* begin Passage *

13.2 Quadrature Mirror Filters (QMF)

Quadrature Mirror Filters: Properties and Characteristics

Quadrature Mirror Filters (QMF) form the core of two-channel filter banks. They split a signal into two subbands (low-pass and high-pass), then reconstruct the original signal from those subbands. Understanding QMFs is essential because they're the foundation for multiresolution analysis and wavelet transforms.

The key idea: the high-pass filter is a "mirror image" of the low-pass filter, reflected around the quadrature frequency $\frac{\pi}{2}$. This symmetry, combined with orthogonality between the two filters, keeps the subband signals uncorrelated and enables clean reconstruction.

Definition and Structure

A QMF bank is a two-channel perfect reconstruction filter bank with two stages:

• Analysis stage: A pair of filters (low-pass $H_0(z)$ and high-pass $H_1(z)$) that split the input into two subband signals.
• Synthesis stage: A corresponding pair of filters ($G_0(z)$ and $G_1(z)$) that recombine the subbands to reconstruct the original signal.

The high-pass filter is derived from the low-pass filter by alternating the sign of its coefficients:

$H_1(z) = H_0(-z)$

This is the "quadrature mirror" relationship. The magnitude response of $H_1$ is a mirror image of $H_0$ around $\frac{\pi}{2}$. The impulse responses of the two filters are orthogonal, which ensures the subband signals carry non-redundant information.

Perfect Reconstruction and Applications

Perfect reconstruction (PR) means the output of the filter bank is an exact (possibly delayed) copy of the input, with no aliasing or amplitude distortion. Two conditions must hold for PR:

1. Alias cancellation: The aliasing introduced by downsampling in the analysis stage is exactly canceled by the synthesis filters.
2. No distortion: The combined transfer function of the analysis-synthesis path is a pure delay, i.e., $\hat{X}(z) = c \cdot z^{-d} X(z)$ for some constant $c$ and delay $d$.

* end Passage *
* begin Dataset records *

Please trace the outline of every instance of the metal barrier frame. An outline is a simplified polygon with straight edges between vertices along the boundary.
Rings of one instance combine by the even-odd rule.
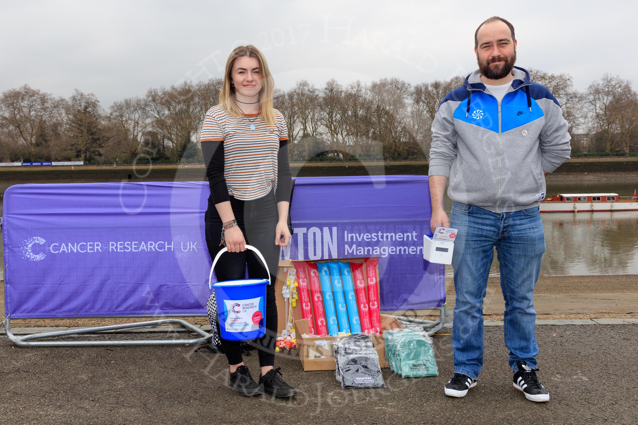
[[[436,321],[426,321],[422,319],[415,317],[407,317],[406,316],[392,315],[384,314],[389,317],[394,317],[397,322],[406,328],[422,328],[424,331],[427,333],[430,336],[434,335],[437,331],[443,328],[443,326],[446,323],[451,323],[452,312],[447,310],[447,303],[440,307],[431,307],[424,310],[438,310],[439,311],[439,319]]]
[[[145,317],[165,317],[165,316],[149,315]],[[207,317],[207,315],[189,315],[188,317]],[[122,317],[122,316],[118,316]],[[84,319],[106,319],[107,317],[84,317]],[[108,317],[109,319],[114,317]],[[56,317],[56,319],[64,319],[63,317]],[[78,319],[78,317],[68,317],[68,319]],[[33,340],[40,340],[44,338],[54,338],[57,336],[66,336],[68,335],[81,335],[85,334],[94,334],[107,331],[116,331],[122,329],[131,329],[133,328],[140,328],[142,326],[152,326],[154,325],[163,324],[179,324],[184,328],[199,335],[201,338],[190,340],[117,340],[108,341],[33,341]],[[123,323],[117,325],[108,325],[106,326],[93,326],[91,328],[85,328],[82,329],[74,329],[68,331],[59,331],[56,332],[44,332],[41,333],[33,333],[22,336],[14,335],[11,331],[11,319],[9,316],[4,319],[5,332],[7,337],[19,347],[128,347],[135,345],[184,345],[186,344],[202,344],[209,341],[212,336],[212,334],[207,333],[195,325],[186,322],[181,319],[161,319],[156,321],[149,321],[146,322],[137,322],[135,323]],[[99,334],[104,335],[104,334]]]

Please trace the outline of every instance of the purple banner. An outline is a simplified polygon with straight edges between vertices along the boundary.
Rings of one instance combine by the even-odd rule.
[[[26,184],[7,189],[3,236],[13,319],[205,314],[208,184]],[[296,180],[282,258],[379,256],[383,310],[445,302],[423,260],[427,178]]]
[[[441,306],[445,266],[423,259],[431,214],[426,176],[297,178],[294,234],[282,256],[379,256],[382,310]]]

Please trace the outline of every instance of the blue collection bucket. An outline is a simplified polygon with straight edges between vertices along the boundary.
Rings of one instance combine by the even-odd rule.
[[[255,251],[266,268],[265,279],[237,279],[211,284],[215,264],[226,248],[219,251],[211,267],[209,287],[215,291],[217,315],[219,319],[221,336],[228,341],[249,341],[263,336],[266,333],[266,285],[270,284],[268,264],[255,247],[246,245]]]

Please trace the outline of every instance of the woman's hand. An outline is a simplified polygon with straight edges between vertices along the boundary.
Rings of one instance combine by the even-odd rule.
[[[281,240],[281,236],[283,236],[283,240]],[[288,229],[288,223],[281,220],[278,222],[277,227],[275,227],[275,245],[287,247],[290,241],[290,231]]]
[[[239,226],[224,231],[224,241],[228,252],[241,252],[246,250],[246,240]]]

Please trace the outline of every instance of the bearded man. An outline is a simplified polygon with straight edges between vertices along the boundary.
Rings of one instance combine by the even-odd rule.
[[[496,249],[505,302],[503,333],[513,385],[533,401],[549,394],[535,371],[533,297],[545,252],[538,201],[545,175],[569,159],[567,122],[545,87],[514,66],[514,26],[493,17],[474,36],[478,69],[450,92],[432,124],[431,226],[458,229],[452,267],[454,373],[448,396],[477,385],[483,365],[483,299]],[[450,220],[443,198],[454,201]]]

* end Dataset records *

» Stated problem
Carry on the passage on quadrature mirror filters from its last sentence.

» Exercise answer
QMF banks show up in several major applications:

• Audio/image compression: Splitting signals into subbands allows perceptually optimized coding.
• Subband coding: Each subband can be quantized and coded independently.
• Wavelet transforms: Iterated QMF banks on the low-pass subband produce the multiresolution decomposition used in discrete wavelet transforms.
• Wireless communications: Channelization divides available bandwidth into subbands for efficient spectrum use and interference reduction.

QMF Bank Design for Perfect Reconstruction

Filter Coefficient Selection

Designing a QMF bank starts with choosing the low-pass filter $H_0(z)$. The high-pass filter follows automatically from the mirror relationship. The filter coefficients must satisfy two main conditions:

• Power complementary property: The squared magnitude responses of the two filters sum to unity at all frequencies:

$|H_0(e^{j\omega})|^2 + |H_1(e^{j\omega})|^2 = 1$

This prevents amplitude distortion in the reconstructed signal.

• Alias cancellation condition: The synthesis filters are chosen so that aliasing terms (created by downsampling) cancel when the subbands are recombined.

In practice, true perfect reconstruction with FIR QMF filters of the original "classic" QMF formulation is only exactly achievable with trivial (two-tap) filters. For longer filters, designers either accept a small reconstruction error (near-perfect reconstruction) or use conjugate quadrature filters (CQF), which do achieve exact PR. You'll sometimes see both referred to loosely as "QMF" in the literature, so pay attention to context.

Design Techniques and Trade-offs

• Johnston's method is a classic approach that optimizes filter coefficients to minimize both reconstruction error and stopband energy. It produces near-PR designs with well-controlled frequency responses.
• Filter length (number of taps) directly affects performance. More taps give sharper frequency selectivity and less aliasing, but increase computational cost and processing delay.
• Stopband attenuation vs. transition bandwidth: A narrower transition band requires more taps. For real-time applications, you often accept a wider transition band to keep latency low.

The design process involves balancing three competing goals:

1. Reconstruction accuracy (how close to PR)
2. Computational efficiency (number of multiplications per sample)
3. Delay (total latency through the analysis-synthesis chain)

QMF Banks for Signal Decomposition and Reconstruction

Analysis and Synthesis Stages

Here's how a signal flows through a two-channel QMF bank, step by step:

Analysis (decomposition):

1. Filter the input $x[n]$ with the low-pass filter $H_0(z)$ to get the low-frequency subband.
2. Filter $x[n]$ with the high-pass filter $H_1(z)$ to get the high-frequency subband.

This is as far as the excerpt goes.